◆ Task to complete ◆
Locate each line in the records below that contains the string "trim", and copy those lines. Case counts.

◆ Records for this exercise ◆
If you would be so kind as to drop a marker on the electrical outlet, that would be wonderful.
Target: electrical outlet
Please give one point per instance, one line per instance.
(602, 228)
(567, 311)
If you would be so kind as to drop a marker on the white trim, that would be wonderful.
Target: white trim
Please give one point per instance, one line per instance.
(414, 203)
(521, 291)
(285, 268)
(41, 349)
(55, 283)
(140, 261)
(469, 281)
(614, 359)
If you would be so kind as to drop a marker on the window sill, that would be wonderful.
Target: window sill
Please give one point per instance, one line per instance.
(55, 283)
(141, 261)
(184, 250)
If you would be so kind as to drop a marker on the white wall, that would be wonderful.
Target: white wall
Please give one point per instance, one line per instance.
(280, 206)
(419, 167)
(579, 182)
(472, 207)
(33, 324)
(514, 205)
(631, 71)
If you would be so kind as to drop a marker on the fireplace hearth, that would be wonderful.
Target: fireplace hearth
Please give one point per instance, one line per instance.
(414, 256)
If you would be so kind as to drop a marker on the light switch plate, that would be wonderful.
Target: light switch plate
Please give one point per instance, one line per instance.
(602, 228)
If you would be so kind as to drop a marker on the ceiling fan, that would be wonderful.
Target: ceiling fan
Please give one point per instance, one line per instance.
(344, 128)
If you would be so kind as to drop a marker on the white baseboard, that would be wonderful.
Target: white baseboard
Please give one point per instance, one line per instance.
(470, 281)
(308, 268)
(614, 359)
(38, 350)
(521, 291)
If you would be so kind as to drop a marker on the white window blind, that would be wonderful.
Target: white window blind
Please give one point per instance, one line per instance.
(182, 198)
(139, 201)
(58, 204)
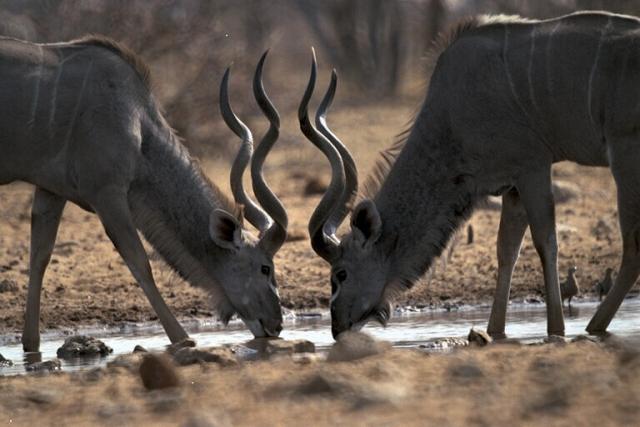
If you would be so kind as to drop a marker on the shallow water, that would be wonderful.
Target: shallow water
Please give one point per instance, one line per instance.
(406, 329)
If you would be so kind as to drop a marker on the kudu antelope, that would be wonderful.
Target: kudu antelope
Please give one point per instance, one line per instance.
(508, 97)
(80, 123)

--

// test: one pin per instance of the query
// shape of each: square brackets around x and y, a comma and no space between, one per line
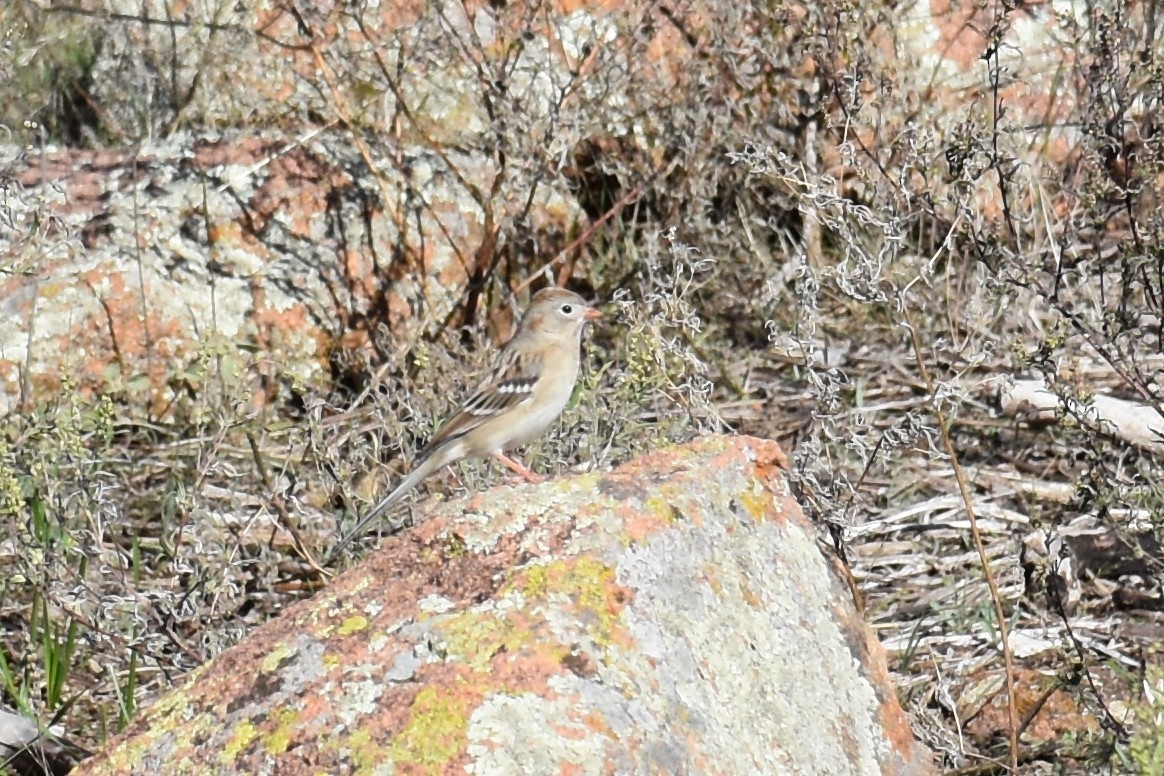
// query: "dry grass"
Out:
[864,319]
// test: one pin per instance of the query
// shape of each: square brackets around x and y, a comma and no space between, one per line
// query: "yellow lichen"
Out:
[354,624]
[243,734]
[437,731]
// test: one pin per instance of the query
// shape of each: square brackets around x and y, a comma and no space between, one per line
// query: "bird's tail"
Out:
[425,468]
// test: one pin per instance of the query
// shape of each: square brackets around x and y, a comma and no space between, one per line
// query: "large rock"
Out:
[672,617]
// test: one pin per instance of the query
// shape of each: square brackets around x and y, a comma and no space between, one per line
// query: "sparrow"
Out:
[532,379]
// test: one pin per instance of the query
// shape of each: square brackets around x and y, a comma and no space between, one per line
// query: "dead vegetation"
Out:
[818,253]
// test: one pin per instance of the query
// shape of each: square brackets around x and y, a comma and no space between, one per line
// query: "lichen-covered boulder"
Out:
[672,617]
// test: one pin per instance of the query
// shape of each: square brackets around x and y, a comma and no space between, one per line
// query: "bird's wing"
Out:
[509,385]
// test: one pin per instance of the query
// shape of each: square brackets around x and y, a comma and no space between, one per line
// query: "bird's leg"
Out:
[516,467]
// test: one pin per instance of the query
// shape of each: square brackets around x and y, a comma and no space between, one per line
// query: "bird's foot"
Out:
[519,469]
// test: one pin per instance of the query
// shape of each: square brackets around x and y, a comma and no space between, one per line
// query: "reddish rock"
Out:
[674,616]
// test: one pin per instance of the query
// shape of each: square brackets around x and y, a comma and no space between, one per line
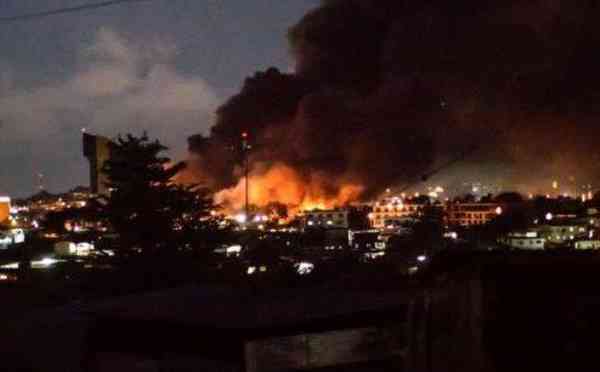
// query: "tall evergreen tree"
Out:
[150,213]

...

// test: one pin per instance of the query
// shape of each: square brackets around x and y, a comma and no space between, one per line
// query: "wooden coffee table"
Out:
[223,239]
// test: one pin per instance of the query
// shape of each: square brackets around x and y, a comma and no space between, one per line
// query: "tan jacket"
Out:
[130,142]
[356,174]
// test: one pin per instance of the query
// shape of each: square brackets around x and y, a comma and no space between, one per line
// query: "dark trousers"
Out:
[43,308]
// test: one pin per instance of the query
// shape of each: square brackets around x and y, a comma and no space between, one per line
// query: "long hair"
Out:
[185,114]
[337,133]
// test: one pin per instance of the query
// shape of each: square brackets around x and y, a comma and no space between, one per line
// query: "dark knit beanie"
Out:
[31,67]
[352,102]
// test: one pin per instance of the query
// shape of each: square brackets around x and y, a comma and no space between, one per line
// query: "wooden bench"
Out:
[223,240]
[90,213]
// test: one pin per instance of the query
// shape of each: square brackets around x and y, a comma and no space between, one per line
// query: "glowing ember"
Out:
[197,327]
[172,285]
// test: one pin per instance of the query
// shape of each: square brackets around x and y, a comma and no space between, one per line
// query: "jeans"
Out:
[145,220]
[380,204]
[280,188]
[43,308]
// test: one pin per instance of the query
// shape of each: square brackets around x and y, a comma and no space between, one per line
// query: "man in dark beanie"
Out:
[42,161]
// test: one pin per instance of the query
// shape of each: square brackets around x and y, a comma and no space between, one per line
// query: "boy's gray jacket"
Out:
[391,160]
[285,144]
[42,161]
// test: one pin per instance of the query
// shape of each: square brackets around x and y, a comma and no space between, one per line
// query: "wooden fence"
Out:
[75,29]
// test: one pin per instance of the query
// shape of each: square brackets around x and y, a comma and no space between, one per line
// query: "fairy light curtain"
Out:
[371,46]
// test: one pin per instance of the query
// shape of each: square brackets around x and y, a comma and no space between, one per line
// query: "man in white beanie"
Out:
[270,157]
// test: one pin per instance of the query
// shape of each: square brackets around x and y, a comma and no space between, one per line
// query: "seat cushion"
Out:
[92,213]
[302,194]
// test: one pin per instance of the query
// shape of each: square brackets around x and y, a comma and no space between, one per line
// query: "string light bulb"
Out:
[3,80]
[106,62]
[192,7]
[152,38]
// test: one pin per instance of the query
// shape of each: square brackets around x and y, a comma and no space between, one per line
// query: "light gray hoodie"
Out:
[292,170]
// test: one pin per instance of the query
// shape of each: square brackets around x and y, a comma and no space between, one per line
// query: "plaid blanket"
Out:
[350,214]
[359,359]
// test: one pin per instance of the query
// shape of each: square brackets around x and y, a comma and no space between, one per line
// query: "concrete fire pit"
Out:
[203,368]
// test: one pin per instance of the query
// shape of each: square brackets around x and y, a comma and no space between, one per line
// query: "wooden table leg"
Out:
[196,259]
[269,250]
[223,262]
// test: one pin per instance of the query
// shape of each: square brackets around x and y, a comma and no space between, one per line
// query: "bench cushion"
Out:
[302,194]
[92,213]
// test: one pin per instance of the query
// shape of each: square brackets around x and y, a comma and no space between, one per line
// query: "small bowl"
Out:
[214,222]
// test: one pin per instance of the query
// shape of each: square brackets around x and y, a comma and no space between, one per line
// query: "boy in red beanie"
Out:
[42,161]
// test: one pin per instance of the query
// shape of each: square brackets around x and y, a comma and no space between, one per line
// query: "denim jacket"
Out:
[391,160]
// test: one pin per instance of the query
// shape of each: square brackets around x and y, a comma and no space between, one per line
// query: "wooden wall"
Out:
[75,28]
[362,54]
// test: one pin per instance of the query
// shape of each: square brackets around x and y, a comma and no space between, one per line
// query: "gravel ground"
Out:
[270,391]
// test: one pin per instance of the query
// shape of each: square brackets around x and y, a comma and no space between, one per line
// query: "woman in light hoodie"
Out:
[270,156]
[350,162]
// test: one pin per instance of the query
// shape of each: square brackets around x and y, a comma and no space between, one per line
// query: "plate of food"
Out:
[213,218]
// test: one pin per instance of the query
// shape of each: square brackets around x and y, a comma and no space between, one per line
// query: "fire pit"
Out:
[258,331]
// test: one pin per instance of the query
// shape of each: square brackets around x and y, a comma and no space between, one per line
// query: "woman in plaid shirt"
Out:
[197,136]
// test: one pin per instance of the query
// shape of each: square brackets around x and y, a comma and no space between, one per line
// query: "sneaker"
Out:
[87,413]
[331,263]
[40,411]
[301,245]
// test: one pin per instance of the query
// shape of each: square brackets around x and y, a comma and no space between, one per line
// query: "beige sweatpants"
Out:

◆ Complete response ◆
If you would be so kind as to drop a marker on the white trim, that would be wonderful.
Target: white trim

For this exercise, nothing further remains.